** EXTRACTED TEXT follows **

The whole thing is just impossibly frustrating. Knees may be a good overall design from a functionality standpoint, but they're very fragile -- injure them once, and they're never the same again.

Tuesday, June 12, 2007

Why I have resisted adding a third solid feeding

... because three baths a day is just too much:

Seriously, my little girls are the messiest eaters you've ever seen. Sometimes I can get away with a wipe-down after a feeding, but for the most part, they need a bath after every. freakin'. meal.

Theoretically, they are now eating three meals of solids a day. In practice, they eat two solid meals, and sometimes I give them a snack of cheerios, or a third solid meal if I happen to be really on the ball (i.e. it's happened twice). They have learned to self-feed, and they enjoy cheerios, tiny pieces of cheese, and pasta shells sprinkled with parmesan. I'm making my own baby food, and there is almost nothing they don't eat with gusto -- hummus, cauliflower, chicken, beef, sweet potato, broccoli, lentils, you name it.

At our nine-month pediatrician visit last Wednesday, Claire weighed 14 lb 10 oz and Katherine was 16 lb 4 oz; Katherine is 27 1/2" tall, while Claire is only 26". Katherine has shot up into the 50% height-wise, 10% weight, while Claire is 10% height and <3% weight. However, she has gained a full pound since our weight check of three weeks ago, and two pounds since the bronchiolitis took her down to 12 lb 10 oz. Clearly, the solids are agreeing with them.

In addition to the solids, the girls are still nursing at least 4-5 times a day. I saw Nico talk about quitting nursing, and it made me think. My original plan was to wean them after a year, so that we could start trying in earnest for baby #3, but I'm not sure that's how it's going to work out. At nine months, we are nowhere near ready to wean, and I have my doubts that this will significantly change three months from now, although I know that teeth (which they still don't have) might well change everything.

I'm also having doubts about just how ready I am for the arrival of a third baby. I know I certainly couldn't cope if you handed me another newborn tomorrow, but isn't useful one way or the other, since they'd be at least 18 months even if I got pregnant tomorrow. I'll post more about this at some point in the future, but for the moment, suffice it to say that I'm not feeling so much internal pressure to wean them ASAP so I can start trying to get pregnant again.

Well, technically you could say we're trying now, though this is partly due to dissatisfaction with various birth control methods. However, when I say "trying", I mean "take lots of artificial hormones, go through invasive procedures, and prepare myself for the possibilities of hospitalization and another multiple pregnancy, while mothering toddler twins". When you put it like that, why no, I don't really feel like rushing out and weaning immediately, just so I can get started. We'll see where I am in a few months, I guess.

So that's the state of the highchair right now, going well overall. The state of the nursery is not so good, as I am currently getting a colossal dose of karmic retribution for all that good sleeping they did from 10 weeks on. 9-month sleep regression, I hate you, please leave soon... but that's a topic for another post.

** End of EXTRACTED TEXT **
** RECORD EXCERPTS follows **

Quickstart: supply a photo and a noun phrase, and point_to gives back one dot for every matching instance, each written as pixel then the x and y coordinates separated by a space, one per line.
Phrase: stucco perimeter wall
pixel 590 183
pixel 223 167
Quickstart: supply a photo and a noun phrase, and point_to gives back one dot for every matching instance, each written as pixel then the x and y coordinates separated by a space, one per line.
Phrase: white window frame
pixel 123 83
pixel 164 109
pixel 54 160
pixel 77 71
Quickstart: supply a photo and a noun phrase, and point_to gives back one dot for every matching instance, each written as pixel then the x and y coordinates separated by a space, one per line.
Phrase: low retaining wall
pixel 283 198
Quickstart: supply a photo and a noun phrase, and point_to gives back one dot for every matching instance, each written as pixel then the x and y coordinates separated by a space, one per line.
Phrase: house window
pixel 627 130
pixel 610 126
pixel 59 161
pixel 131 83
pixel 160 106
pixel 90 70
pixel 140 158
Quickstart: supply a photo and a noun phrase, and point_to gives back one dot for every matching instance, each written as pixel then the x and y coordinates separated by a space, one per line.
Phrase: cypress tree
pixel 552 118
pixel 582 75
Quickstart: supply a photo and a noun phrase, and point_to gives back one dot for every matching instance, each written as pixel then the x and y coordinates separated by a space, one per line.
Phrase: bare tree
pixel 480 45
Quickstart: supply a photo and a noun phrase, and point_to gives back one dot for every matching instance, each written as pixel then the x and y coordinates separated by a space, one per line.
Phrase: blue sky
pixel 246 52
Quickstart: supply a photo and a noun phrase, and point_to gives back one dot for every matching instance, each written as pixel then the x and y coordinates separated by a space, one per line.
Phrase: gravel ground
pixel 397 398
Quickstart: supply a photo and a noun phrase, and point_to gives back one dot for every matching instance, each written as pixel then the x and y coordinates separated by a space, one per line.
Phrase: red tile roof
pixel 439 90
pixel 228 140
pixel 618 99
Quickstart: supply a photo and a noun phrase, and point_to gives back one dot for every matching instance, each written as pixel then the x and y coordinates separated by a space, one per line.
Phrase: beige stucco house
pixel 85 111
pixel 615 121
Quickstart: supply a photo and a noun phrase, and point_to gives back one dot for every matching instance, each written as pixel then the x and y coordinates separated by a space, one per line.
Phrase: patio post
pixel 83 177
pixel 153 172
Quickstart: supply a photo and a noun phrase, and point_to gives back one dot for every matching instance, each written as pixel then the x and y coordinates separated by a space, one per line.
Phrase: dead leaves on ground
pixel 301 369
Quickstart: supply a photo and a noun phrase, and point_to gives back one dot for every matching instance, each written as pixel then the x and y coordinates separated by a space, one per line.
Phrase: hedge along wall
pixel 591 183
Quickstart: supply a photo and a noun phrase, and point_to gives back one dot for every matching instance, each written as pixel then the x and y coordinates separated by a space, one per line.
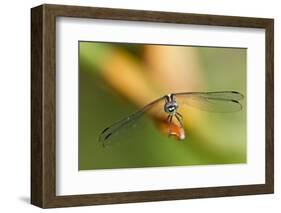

** End of RECORD EXCERPTS **

Can you give the blog post from "The whole thing" to "every. freakin'. meal." again, with "frustrating" swapped for "maddening"? The data isn't needed and can be ignored.

The whole thing is just impossibly maddening. Knees may be a good overall design from a functionality standpoint, but they're very fragile -- injure them once, and they're never the same again.

Tuesday, June 12, 2007

Why I have resisted adding a third solid feeding

... because three baths a day is just too much:

Seriously, my little girls are the messiest eaters you've ever seen. Sometimes I can get away with a wipe-down after a feeding, but for the most part, they need a bath after every. freakin'. meal.